◆ **Supplied passage**:
# CPSC322 Final Project

# Premier League Match Outcome Prediction

Author: Arjuna Herbst | Date: 11/11/2024 | Gonzaga University

---

### Dataset

### Source and Format
The dataset used in this project was scraped from [FBref](https://fbref.com/) using Python libraries BeautifulSoup and requests. The data is stored in CSV format using pandas, with each row representing a single Premier League match and containing various match details, team statistics, and outcome information. All code used to gather the dataset can be found below.

### Contents
The dataset includes 2281 instances with the following attributes:

- **Date**: Date of the match
- **Time**: Start time of the match
- **Comp**: Competition type (e.g., Premier League)
- **Round**: Round of the competition (e.g., Group Stage, Round of 16)
- **Day**: Day of the week the match was played
- **Venue**: Venue type, indicating if the match was played at home or away
- **Result**: Outcome of the match (Win, Loss, or Draw)
- **GF**: Goals scored by the team
- **GA**: Goals allowed by the team
- **Opponent**: Opposing team
- **Opp Formation**: Formation used by the opponent
- **Referee**: Referee who officiated the match
- **Sh**: Total shots taken by the team
- **SoT**: Shots on target
- **Dist**: Average shot distance
- **FK**: Free kicks taken
- **PK**: Penalties scored
- **PKatt**: Penalties attempted

### Target Attribute (Class Information)
We aim to classify the **Result** of each match (Win, Loss, or Draw) based on the various match statistics and conditions provided. This will help us understand and predict the outcome based on factors like team performance, match venue, and opponent strength.

---

## Implementation/Technical Merit

The project will involve:
1. **Data Cleaning**: Removing or handling missing values, converting data types where necessary, and extracting relevant features from the raw data.
2. **Feature Engineering**: Creating new features from existing ones to improve the predictive power, such as recent team performance or opponent strength metrics.
3. **Classification Algorithms**: Experimenting with multiple classification algorithms (e.g., Logistic Regression, Random Forest, k-Nearest Neighbors) to find the model that best predicts match outcomes.
4. **Evaluation Metrics**: Using metrics like accuracy, precision, recall, and F1-score to evaluate the models' performance.

---

## Anticipated Challenges

1. **Data Pre-processing**: Handling missing values, standardizing formats, and converting categorical features like `Comp` and `Opponent` into numerical representations.
2. **Class Imbalance**: There may be more frequent outcomes (like Wins) compared to others (like Draws), which could affect model performance.
3. **Feature Selection**: Some attributes may not contribute significantly to predicting the outcome. Techniques like correlation analysis or model-based feature selection will be explored to reduce dimensionality.

◆ **Objective 1**: Copy the Premier League project write-up word for word, starting at "4. **Evaluation Metrics**: Using" and ending at "into numerical representations.".
◆ **Objective 2**: Please rewrite the rows below with "window frame" renamed to "window pane" and everything else left the same.

(Annotation dataset entries)
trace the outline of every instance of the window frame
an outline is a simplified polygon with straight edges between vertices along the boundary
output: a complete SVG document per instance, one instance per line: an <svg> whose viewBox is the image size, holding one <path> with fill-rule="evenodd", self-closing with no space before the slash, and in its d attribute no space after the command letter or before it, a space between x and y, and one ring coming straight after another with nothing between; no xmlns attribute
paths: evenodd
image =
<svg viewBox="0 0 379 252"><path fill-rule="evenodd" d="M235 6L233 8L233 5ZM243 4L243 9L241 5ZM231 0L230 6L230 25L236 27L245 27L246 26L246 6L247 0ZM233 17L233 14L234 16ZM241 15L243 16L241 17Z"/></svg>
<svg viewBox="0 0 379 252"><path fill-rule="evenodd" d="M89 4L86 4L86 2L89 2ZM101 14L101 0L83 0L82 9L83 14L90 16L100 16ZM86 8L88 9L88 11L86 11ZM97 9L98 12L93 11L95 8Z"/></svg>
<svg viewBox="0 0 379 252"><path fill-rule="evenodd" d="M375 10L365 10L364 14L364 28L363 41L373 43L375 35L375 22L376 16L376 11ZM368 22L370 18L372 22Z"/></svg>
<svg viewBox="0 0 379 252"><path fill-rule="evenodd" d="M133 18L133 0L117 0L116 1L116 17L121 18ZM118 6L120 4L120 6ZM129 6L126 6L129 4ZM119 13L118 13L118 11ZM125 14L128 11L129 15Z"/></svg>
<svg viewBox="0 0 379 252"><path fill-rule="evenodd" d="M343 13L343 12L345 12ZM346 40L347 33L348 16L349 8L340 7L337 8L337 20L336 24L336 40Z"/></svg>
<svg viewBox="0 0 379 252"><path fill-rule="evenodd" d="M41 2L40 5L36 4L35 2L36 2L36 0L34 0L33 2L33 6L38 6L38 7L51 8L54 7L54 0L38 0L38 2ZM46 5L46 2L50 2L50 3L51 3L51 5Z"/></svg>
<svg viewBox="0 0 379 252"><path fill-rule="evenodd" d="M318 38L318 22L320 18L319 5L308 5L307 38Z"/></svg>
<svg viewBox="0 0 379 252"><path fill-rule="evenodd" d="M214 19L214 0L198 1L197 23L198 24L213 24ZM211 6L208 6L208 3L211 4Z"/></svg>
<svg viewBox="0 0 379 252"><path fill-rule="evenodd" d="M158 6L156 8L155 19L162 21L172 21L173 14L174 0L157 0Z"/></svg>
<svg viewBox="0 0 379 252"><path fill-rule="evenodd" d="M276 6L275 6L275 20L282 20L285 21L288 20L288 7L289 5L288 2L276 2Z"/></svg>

◆ **Reply 1**:
4. **Evaluation Metrics**: Using metrics like accuracy, precision, recall, and F1-score to evaluate the models' performance.

---

## Anticipated Challenges

1. **Data Pre-processing**: Handling missing values, standardizing formats, and converting categorical features like `Comp` and `Opponent` into numerical representations.

◆ **Reply 2**:
trace the outline of every instance of the window pane
an outline is a simplified polygon with straight edges between vertices along the boundary
output: a complete SVG document per instance, one instance per line: an <svg> whose viewBox is the image size, holding one <path> with fill-rule="evenodd", self-closing with no space before the slash, and in its d attribute no space after the command letter or before it, a space between x and y, and one ring coming straight after another with nothing between; no xmlns attribute
paths: evenodd
image =
<svg viewBox="0 0 379 252"><path fill-rule="evenodd" d="M235 6L233 8L233 5ZM243 4L243 9L241 5ZM231 0L230 6L230 25L236 27L245 27L246 26L246 6L247 0ZM233 17L233 14L234 16ZM241 15L243 16L241 17Z"/></svg>
<svg viewBox="0 0 379 252"><path fill-rule="evenodd" d="M89 4L86 4L86 2L89 2ZM101 14L101 0L83 0L82 9L83 14L90 16L100 16ZM86 8L88 9L88 11L86 11ZM97 9L98 12L93 11L95 8Z"/></svg>
<svg viewBox="0 0 379 252"><path fill-rule="evenodd" d="M375 10L365 10L364 14L364 28L363 41L373 43L375 35L375 22L376 16L376 11ZM368 22L370 18L372 22Z"/></svg>
<svg viewBox="0 0 379 252"><path fill-rule="evenodd" d="M133 18L133 0L117 0L116 1L116 17L121 18ZM118 6L120 4L120 6ZM129 6L126 6L129 4ZM119 13L118 13L118 11ZM125 14L128 11L129 15Z"/></svg>
<svg viewBox="0 0 379 252"><path fill-rule="evenodd" d="M343 13L343 12L345 12ZM346 40L347 33L348 16L349 8L340 7L337 8L337 20L336 24L336 40Z"/></svg>
<svg viewBox="0 0 379 252"><path fill-rule="evenodd" d="M41 2L40 5L36 4L35 2L36 2L36 0L34 0L33 2L33 6L38 6L38 7L51 8L54 7L54 0L38 0L38 2ZM46 5L46 2L50 2L50 3L51 3L51 5Z"/></svg>
<svg viewBox="0 0 379 252"><path fill-rule="evenodd" d="M318 38L318 22L320 18L319 5L308 5L307 38Z"/></svg>
<svg viewBox="0 0 379 252"><path fill-rule="evenodd" d="M214 19L214 0L198 1L197 23L198 24L213 24ZM211 6L208 6L208 3L211 4Z"/></svg>
<svg viewBox="0 0 379 252"><path fill-rule="evenodd" d="M158 6L156 8L155 19L162 21L172 21L173 14L174 0L157 0Z"/></svg>
<svg viewBox="0 0 379 252"><path fill-rule="evenodd" d="M276 6L275 6L275 20L282 20L285 21L288 20L288 7L289 5L288 2L276 2Z"/></svg>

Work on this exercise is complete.